**Directions**: Reproduce every one of the entries below, substituting "state the location" for each occurrence of "report the position" and leaving all other text unchanged.

**Dataset rows**:
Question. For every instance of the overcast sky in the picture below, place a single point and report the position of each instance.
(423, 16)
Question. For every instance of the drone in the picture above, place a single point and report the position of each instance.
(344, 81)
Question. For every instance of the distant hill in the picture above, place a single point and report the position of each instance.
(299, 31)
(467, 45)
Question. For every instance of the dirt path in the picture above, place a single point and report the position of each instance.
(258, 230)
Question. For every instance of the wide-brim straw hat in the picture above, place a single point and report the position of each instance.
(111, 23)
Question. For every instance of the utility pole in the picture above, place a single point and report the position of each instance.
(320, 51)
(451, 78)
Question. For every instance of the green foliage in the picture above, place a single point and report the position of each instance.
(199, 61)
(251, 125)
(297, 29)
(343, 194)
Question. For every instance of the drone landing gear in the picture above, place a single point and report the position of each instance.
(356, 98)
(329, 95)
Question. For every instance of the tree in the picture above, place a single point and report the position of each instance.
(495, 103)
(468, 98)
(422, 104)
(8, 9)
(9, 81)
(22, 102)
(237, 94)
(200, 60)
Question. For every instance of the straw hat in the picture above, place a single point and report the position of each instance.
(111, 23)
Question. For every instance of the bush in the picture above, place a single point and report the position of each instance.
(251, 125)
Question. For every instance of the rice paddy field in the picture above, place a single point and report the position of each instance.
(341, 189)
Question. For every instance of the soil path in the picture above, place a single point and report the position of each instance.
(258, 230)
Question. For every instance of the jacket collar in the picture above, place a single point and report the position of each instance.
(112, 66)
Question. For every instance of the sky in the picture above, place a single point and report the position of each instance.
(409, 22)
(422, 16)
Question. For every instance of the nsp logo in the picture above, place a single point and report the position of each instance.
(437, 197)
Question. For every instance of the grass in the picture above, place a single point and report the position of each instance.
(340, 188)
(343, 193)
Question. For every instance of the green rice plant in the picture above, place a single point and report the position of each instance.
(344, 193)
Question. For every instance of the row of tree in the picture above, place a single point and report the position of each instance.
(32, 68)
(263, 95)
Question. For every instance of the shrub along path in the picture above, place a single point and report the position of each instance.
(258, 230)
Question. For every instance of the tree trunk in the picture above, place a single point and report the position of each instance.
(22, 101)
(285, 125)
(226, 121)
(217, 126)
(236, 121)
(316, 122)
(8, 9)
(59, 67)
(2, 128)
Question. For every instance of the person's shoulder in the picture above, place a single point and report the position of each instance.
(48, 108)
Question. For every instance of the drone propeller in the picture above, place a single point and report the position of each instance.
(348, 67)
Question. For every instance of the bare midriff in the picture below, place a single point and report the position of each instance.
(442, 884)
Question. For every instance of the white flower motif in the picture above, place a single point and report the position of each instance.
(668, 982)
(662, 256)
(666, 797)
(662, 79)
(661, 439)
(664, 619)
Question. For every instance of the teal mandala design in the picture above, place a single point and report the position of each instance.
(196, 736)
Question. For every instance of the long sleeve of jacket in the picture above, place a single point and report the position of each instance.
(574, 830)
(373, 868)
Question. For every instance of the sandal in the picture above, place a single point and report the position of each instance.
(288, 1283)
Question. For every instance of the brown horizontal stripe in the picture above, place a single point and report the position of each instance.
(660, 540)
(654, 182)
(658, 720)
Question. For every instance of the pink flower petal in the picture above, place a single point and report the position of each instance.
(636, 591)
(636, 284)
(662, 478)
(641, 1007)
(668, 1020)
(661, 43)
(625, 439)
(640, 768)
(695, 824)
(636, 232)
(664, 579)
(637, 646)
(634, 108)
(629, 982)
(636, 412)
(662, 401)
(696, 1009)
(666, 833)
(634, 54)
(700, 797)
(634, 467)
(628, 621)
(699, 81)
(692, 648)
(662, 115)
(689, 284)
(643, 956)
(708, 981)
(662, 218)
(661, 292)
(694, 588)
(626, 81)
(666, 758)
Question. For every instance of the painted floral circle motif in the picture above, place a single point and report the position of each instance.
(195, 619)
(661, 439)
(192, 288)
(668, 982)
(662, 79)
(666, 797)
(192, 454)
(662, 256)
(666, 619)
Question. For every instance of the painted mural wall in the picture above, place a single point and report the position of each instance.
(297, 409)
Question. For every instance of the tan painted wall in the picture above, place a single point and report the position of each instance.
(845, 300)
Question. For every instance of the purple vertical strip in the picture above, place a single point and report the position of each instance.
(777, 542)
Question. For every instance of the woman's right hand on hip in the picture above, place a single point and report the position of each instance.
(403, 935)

**Result of the task**:
Question. For every instance of the overcast sky in the picture below, place a single point and state the location of each instance.
(423, 16)
Question. For every instance of the drone in the picture above, place a single point and state the location of each instance.
(344, 81)
Question. For every instance of the distant hill in the picture above, place a single point and state the location of each instance.
(299, 31)
(467, 45)
Question. For every instance of the dirt path in the picture above, place a single point and state the location of each instance.
(258, 230)
Question. For every instance of the wide-brim straw hat in the picture above, place a single point and state the location of each instance.
(111, 23)
Question. For every instance of the utility pole in the picture above, place a single point and state the location of each instance.
(320, 51)
(451, 78)
Question. For every instance of the green foliage in the picture above, place a single point and state the location of each instance.
(199, 61)
(251, 125)
(297, 29)
(343, 194)
Question. For every instance of the drone landing gear in the picture above, place a single point and state the location of each instance.
(356, 98)
(329, 95)
Question. For every instance of the tree in the picture above, place a single point and state the location of each instance.
(495, 103)
(468, 98)
(422, 104)
(8, 9)
(9, 81)
(22, 102)
(237, 94)
(200, 60)
Question. For every instance of the straw hat in the picture above, place a single point and state the location of each instance.
(111, 23)
Question. For every instance of the bush in the picture above, place a single point and state the location of each instance.
(251, 125)
Question. For every instance of the rice paddy field in the picture above, place a single point and state the location of each instance.
(341, 189)
Question. For every instance of the soil path in the picture above, place a single point and state the location of each instance.
(258, 230)
Question. For every instance of the jacket collar in the picture above, place a single point and state the location of each instance.
(112, 66)
Question. For every instance of the sky in the picture above, place a single point and state the location of each instance.
(409, 22)
(422, 16)
Question. For every instance of the nsp logo in the picture above, place a single point and state the location of each instance.
(437, 197)
Question. For every instance of the grass in the picture above, place a single point and state the location of each instance.
(340, 188)
(343, 193)
Question. For every instance of the green rice plant in the picture above, place a single point and state the location of each instance.
(344, 193)
Question. For every instance of the row of tree in the picture above, place a single point and state the location of each instance.
(32, 68)
(263, 95)
Question. For every instance of the shrub along path in the picture above, place a single point and state the location of each instance.
(258, 230)
Question. For every instance of the tree trunk in the picture above, place a single point and state the location of each instance.
(22, 101)
(285, 125)
(226, 121)
(217, 126)
(236, 121)
(316, 122)
(8, 9)
(59, 67)
(2, 128)
Question. For every instance of the person's shoulder in the picture above, place a single point and state the location of each instance.
(48, 108)
Question. For every instance of the drone propeller in the picture above, place a single point and state the location of each instance.
(348, 67)
Question. For every instance of the bare midriff in the picture below, place a single point and state the location of each instance.
(442, 884)
Question. For every instance of the white flower motif in the picture above, place a single point and state the location of each instance.
(668, 982)
(662, 256)
(666, 797)
(662, 79)
(661, 439)
(664, 619)
Question. For every instance of the teal mandala design in the picture above, place a single point and state the location of each instance.
(196, 736)
Question. For every instance of the long sleeve of jacket in the picture above, place a single point and state the location of each instance.
(574, 830)
(373, 868)
Question. For every instance of the sandal in the picture above, place a single point and state the location of each instance.
(288, 1283)
Question. For every instance of the brown horizontal stripe in the picture above, place a single point and state the location of each instance.
(660, 540)
(654, 182)
(658, 720)
Question. For every instance of the pink flower petal in the picture above, place a single point and state the location of each instance.
(636, 591)
(636, 284)
(662, 478)
(641, 1007)
(668, 1020)
(661, 43)
(625, 439)
(640, 768)
(695, 824)
(636, 232)
(664, 579)
(637, 646)
(634, 108)
(629, 982)
(636, 412)
(662, 401)
(696, 1009)
(666, 833)
(634, 54)
(700, 797)
(634, 467)
(628, 621)
(699, 81)
(692, 648)
(662, 115)
(689, 284)
(643, 956)
(708, 981)
(662, 218)
(661, 292)
(694, 588)
(626, 81)
(666, 758)
Question. For every instance of the painted floral circle motif in the picture above, place a single point and state the location of each instance.
(195, 619)
(661, 439)
(192, 288)
(668, 982)
(662, 79)
(666, 797)
(192, 454)
(662, 256)
(666, 619)
Question. For every instance of the painted mural wall in the picture above, place a single point and state the location of each instance.
(297, 409)
Question. For every instance of the tan painted wall in the picture above, place a single point and state the location of each instance.
(845, 300)
Question. For every instance of the purple vertical strip in the picture above, place a single point and state the location of each instance.
(777, 542)
Question. For every instance of the woman's right hand on hip in the picture above, place a single point and state the location of each instance.
(403, 935)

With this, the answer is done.